Write out only the lines running from the one that contains "Where can the side" to the end of the material, both ends included.

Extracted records
· · ·

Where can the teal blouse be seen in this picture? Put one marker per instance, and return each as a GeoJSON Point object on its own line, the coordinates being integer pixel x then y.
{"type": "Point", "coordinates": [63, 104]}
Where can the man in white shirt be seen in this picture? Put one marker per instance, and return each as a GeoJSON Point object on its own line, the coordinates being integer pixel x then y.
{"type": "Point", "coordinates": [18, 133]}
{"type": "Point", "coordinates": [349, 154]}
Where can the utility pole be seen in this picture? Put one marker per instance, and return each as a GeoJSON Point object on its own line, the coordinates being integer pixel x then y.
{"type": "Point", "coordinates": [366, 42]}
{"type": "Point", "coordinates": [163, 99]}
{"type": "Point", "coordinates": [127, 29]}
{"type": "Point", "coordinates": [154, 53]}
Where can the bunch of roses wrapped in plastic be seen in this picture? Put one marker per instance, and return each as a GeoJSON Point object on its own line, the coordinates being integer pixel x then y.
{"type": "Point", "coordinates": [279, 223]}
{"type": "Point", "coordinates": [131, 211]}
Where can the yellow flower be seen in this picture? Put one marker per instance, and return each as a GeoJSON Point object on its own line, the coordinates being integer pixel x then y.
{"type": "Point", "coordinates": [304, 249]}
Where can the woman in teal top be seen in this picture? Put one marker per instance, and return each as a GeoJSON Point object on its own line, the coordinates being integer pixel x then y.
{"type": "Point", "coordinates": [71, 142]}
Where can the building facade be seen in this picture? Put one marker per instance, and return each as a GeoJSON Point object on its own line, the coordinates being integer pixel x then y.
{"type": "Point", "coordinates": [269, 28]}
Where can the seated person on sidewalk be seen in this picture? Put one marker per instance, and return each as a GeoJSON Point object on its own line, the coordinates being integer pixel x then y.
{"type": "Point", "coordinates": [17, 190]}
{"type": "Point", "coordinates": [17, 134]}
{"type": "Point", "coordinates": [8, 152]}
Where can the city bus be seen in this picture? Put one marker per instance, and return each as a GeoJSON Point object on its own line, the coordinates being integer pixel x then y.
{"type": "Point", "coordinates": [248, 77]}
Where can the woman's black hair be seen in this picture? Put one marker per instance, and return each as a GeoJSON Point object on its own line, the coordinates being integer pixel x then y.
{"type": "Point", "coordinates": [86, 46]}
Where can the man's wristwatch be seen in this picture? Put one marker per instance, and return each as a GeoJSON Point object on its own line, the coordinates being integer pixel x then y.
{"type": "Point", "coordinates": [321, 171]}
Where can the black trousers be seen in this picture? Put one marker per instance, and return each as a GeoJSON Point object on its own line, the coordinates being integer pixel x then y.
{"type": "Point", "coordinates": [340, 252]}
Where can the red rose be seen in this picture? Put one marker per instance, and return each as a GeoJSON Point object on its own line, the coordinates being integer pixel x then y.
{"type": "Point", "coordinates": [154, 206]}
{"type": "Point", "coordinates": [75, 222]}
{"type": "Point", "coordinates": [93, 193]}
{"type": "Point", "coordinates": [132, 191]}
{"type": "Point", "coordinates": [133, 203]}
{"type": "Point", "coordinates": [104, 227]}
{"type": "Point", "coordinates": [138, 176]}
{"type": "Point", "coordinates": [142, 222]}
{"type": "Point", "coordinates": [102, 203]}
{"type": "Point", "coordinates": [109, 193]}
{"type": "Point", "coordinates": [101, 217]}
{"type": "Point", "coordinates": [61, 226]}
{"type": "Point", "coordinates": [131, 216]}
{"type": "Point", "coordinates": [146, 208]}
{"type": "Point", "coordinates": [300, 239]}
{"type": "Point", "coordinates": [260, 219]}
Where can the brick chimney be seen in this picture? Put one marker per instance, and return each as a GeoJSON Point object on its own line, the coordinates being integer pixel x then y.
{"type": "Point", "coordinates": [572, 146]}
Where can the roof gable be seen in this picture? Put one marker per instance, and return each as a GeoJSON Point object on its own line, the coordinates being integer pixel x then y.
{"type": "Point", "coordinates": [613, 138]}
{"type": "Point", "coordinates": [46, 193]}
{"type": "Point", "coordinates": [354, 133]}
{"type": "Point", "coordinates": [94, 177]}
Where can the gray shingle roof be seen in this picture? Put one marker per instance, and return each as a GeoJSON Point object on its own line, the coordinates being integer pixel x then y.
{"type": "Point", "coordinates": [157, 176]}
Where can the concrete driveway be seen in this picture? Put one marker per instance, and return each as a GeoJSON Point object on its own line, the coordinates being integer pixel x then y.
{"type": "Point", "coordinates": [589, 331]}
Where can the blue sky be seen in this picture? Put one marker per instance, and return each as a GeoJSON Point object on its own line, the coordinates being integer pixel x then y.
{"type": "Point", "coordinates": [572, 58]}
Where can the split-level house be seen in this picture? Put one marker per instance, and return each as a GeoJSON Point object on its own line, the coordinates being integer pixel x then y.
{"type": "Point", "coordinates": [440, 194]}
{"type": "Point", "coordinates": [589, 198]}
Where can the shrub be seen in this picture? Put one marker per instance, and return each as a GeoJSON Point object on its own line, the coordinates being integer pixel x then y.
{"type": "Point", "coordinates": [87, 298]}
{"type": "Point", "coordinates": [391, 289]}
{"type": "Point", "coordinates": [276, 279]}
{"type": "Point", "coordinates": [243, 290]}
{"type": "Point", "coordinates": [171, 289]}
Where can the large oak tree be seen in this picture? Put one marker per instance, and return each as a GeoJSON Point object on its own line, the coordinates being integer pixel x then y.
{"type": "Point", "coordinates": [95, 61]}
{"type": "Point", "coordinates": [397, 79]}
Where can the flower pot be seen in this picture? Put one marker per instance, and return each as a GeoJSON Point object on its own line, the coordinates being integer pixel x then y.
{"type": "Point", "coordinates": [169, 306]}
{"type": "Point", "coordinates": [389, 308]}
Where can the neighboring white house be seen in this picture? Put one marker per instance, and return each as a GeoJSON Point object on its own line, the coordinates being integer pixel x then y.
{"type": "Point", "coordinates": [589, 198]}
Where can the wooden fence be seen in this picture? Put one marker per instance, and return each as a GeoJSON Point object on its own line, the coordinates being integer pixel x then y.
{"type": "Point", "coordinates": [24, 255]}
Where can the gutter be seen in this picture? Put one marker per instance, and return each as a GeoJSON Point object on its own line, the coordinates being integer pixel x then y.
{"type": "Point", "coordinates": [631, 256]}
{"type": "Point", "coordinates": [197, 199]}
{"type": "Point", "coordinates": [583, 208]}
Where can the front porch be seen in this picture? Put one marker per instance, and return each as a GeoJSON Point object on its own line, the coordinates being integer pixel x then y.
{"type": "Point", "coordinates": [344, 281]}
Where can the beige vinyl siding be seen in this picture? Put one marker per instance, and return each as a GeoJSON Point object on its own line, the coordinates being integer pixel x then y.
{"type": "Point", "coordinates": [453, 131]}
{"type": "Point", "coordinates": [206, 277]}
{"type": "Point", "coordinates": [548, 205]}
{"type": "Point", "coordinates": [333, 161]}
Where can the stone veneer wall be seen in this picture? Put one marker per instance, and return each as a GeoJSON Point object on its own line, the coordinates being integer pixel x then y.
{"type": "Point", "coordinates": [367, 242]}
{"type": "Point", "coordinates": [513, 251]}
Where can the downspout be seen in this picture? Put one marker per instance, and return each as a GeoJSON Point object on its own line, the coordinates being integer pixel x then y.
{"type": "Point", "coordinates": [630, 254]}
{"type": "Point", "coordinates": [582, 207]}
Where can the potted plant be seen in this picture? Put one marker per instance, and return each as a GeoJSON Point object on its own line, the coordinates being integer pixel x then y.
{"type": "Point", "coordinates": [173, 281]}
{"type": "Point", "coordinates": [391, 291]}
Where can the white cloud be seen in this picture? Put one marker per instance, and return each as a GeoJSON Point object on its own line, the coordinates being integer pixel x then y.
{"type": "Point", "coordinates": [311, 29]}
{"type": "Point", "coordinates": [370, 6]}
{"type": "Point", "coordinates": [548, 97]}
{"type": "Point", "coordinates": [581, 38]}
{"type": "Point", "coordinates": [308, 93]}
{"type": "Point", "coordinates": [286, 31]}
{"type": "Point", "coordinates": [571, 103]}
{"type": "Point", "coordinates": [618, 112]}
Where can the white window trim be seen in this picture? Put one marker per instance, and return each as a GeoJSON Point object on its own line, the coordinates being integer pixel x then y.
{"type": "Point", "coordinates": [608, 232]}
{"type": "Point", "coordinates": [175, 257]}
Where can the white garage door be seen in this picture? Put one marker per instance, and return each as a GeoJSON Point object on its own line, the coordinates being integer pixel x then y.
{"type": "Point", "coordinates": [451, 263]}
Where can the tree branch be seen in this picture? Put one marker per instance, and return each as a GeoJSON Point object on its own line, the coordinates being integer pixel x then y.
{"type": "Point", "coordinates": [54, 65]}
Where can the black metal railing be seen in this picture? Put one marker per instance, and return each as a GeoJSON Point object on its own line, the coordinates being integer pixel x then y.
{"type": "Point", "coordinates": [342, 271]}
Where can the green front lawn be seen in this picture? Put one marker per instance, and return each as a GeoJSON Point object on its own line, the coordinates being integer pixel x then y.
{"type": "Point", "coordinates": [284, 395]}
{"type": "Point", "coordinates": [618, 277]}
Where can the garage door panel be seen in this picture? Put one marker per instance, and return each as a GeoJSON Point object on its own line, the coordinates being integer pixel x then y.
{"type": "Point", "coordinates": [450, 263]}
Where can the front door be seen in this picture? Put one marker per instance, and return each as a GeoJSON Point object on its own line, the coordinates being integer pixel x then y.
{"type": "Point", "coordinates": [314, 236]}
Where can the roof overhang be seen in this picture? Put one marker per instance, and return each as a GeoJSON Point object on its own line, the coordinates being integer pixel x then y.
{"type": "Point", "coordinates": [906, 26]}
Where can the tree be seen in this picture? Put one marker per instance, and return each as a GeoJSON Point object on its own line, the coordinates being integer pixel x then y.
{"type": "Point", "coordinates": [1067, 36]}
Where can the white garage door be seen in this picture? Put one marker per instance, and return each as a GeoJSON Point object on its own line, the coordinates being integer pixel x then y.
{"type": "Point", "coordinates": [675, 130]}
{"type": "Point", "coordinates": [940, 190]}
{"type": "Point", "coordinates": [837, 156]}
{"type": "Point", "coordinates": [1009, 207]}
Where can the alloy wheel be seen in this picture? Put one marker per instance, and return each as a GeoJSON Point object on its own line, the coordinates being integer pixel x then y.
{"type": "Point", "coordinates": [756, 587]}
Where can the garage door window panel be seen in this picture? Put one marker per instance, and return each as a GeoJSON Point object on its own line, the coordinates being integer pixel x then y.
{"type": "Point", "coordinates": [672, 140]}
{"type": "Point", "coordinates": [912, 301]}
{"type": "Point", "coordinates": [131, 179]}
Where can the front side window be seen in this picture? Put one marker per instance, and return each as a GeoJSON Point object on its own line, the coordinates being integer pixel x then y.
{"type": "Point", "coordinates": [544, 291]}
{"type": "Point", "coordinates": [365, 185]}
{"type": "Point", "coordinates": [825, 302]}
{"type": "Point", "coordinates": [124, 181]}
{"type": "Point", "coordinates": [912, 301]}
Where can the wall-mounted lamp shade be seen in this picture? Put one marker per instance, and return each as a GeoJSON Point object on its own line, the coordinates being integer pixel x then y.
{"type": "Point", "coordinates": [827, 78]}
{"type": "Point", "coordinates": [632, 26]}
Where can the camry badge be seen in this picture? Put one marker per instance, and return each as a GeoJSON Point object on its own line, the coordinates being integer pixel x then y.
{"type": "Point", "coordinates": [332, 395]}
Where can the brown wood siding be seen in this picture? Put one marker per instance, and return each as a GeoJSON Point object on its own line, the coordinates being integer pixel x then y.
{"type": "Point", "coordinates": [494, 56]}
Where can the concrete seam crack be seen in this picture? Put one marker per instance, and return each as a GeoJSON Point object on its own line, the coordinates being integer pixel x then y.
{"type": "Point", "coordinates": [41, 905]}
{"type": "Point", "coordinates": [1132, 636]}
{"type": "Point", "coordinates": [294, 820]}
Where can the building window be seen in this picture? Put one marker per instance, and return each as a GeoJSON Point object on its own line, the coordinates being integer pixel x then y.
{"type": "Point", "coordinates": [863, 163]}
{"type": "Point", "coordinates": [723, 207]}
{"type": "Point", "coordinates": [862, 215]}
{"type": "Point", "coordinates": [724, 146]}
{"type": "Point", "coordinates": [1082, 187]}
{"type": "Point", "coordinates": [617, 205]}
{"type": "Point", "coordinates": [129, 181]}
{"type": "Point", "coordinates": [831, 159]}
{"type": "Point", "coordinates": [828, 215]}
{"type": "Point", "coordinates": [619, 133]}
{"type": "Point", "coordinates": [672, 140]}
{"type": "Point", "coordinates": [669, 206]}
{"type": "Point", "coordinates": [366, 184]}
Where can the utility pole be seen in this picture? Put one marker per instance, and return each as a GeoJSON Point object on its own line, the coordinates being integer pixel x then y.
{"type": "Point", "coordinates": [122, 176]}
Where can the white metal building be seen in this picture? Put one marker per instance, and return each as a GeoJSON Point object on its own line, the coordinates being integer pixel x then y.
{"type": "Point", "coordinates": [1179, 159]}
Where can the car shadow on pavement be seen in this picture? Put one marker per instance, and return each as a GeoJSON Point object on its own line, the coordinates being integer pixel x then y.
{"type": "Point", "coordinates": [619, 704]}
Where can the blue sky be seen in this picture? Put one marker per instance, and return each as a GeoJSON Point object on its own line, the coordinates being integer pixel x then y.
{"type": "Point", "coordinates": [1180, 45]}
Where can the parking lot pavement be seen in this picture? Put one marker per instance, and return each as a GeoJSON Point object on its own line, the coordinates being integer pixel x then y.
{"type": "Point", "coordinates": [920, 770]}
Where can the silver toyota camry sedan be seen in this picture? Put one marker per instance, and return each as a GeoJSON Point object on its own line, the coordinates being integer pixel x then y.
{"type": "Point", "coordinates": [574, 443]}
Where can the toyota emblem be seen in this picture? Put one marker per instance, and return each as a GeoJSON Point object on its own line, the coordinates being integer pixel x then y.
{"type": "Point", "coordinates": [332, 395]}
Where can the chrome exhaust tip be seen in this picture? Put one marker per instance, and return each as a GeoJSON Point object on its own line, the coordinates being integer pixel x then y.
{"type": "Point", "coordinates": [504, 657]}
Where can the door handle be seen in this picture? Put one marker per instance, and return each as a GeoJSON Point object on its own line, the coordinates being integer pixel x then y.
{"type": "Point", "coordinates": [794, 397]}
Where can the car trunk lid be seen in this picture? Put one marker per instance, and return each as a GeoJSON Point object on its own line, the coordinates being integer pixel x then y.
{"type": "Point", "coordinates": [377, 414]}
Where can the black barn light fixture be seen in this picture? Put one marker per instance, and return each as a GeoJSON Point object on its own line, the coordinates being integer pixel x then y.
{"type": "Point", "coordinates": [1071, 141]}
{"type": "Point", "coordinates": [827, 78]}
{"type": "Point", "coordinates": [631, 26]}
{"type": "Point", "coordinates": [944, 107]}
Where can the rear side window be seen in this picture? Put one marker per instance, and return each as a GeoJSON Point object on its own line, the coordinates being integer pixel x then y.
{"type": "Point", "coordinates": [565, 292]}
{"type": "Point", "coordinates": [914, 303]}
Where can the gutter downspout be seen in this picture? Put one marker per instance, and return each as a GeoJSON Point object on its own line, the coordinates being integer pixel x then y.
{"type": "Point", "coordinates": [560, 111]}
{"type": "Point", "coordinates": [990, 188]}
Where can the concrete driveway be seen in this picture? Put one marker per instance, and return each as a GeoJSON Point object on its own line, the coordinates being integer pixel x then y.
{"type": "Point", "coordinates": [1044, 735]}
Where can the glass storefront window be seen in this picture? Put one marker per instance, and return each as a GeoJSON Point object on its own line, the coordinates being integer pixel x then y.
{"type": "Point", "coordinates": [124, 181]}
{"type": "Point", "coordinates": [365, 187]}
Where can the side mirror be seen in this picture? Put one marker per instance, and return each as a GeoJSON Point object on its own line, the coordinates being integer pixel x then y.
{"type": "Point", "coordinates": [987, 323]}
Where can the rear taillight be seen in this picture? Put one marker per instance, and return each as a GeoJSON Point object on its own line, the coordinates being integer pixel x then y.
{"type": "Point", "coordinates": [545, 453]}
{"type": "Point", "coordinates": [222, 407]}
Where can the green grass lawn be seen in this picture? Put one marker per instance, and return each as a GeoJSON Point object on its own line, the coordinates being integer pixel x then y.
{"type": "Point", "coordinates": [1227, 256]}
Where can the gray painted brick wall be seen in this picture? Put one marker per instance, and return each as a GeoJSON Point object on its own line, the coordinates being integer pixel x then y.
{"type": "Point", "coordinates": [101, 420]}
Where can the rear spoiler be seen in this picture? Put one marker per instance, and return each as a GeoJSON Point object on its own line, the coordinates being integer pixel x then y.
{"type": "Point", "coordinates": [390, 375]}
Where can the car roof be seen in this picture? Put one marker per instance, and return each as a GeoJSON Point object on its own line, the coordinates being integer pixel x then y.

· · ·

## Exercise output
Where can the side mirror be seen in this picture? Put one marker per instance, and return each as a GeoJSON Point object on its own line, the coordinates being integer pixel x then y.
{"type": "Point", "coordinates": [987, 323]}
Where can the rear taillight be seen in this picture? Put one marker per instance, and return each as a GeoJSON Point object on its own line, the coordinates being integer pixel x then y.
{"type": "Point", "coordinates": [545, 453]}
{"type": "Point", "coordinates": [222, 407]}
Where can the green grass lawn be seen in this picture? Put one marker per instance, and return each as a GeoJSON Point object on its own line, the coordinates being integer pixel x then y.
{"type": "Point", "coordinates": [1227, 256]}
Where can the gray painted brick wall be seen in this picture? Put one marker per instance, and return each as a GeoJSON Point object on its own line, the coordinates being integer pixel x then y.
{"type": "Point", "coordinates": [101, 420]}
Where can the rear spoiler be seen in this picture? Put one marker per instance, and return each as a GeoJSON Point object on its own line, the coordinates being integer pixel x then y.
{"type": "Point", "coordinates": [390, 375]}
Where can the car roof be seen in this picture? Put one marker per instance, and return each as a GeoJSON Point object on its own line, the coordinates being integer pixel x then y.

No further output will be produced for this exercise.